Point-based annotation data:

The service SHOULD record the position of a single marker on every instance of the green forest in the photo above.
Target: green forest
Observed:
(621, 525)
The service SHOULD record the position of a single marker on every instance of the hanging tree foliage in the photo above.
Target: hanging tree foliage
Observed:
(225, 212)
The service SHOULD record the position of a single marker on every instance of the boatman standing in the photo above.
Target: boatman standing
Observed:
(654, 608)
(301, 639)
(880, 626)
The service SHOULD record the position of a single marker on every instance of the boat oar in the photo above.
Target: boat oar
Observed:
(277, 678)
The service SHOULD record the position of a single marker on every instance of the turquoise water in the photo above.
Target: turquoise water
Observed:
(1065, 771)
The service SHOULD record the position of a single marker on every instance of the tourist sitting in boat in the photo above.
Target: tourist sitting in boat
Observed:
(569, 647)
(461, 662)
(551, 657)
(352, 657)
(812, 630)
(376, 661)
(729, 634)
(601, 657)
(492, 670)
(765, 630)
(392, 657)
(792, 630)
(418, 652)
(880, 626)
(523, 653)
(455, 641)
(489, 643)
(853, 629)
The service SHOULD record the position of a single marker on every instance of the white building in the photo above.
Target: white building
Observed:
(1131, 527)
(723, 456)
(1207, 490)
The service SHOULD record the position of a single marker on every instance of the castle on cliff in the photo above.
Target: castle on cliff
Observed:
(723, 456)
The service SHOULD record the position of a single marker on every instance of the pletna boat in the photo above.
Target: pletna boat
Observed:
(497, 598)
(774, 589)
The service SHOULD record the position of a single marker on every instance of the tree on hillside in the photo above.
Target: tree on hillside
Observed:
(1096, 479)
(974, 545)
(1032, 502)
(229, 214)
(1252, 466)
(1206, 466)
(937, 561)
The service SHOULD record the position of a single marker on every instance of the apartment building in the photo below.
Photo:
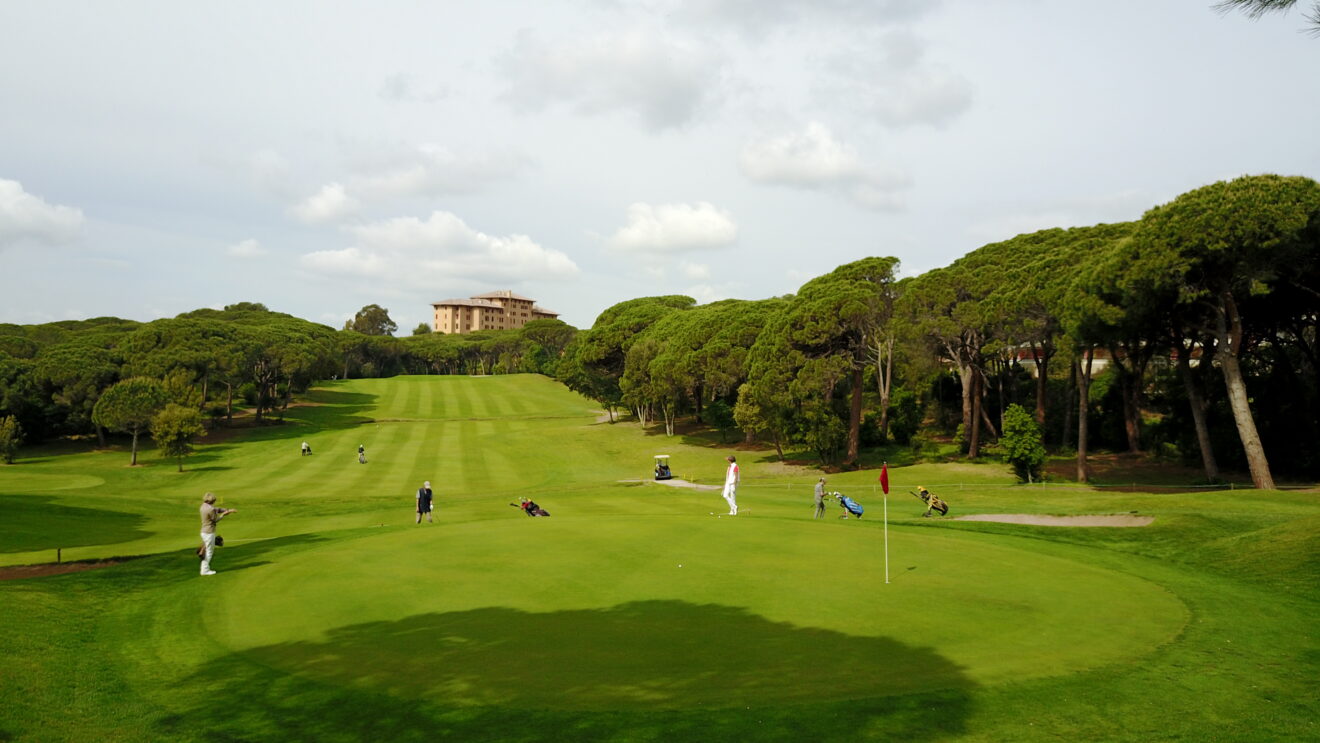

_Task goal_. Recast the records as a numbered list, from the line with "hillside in the photo above." through the end of the records, skipping blank lines. Leave the pictures out of the answer.

_Problem solution_.
1. The service SHOULD record the position of a single marker on every instance of the tree on hillside in the photo above.
2. Target: tree on hillside
3. Observed:
4. (1096, 479)
5. (974, 545)
6. (1032, 502)
7. (229, 214)
8. (1252, 466)
9. (1206, 466)
10. (937, 561)
11. The service SHOULD record the position of a single marker on every instance of the apartment building in the photo below.
12. Photo:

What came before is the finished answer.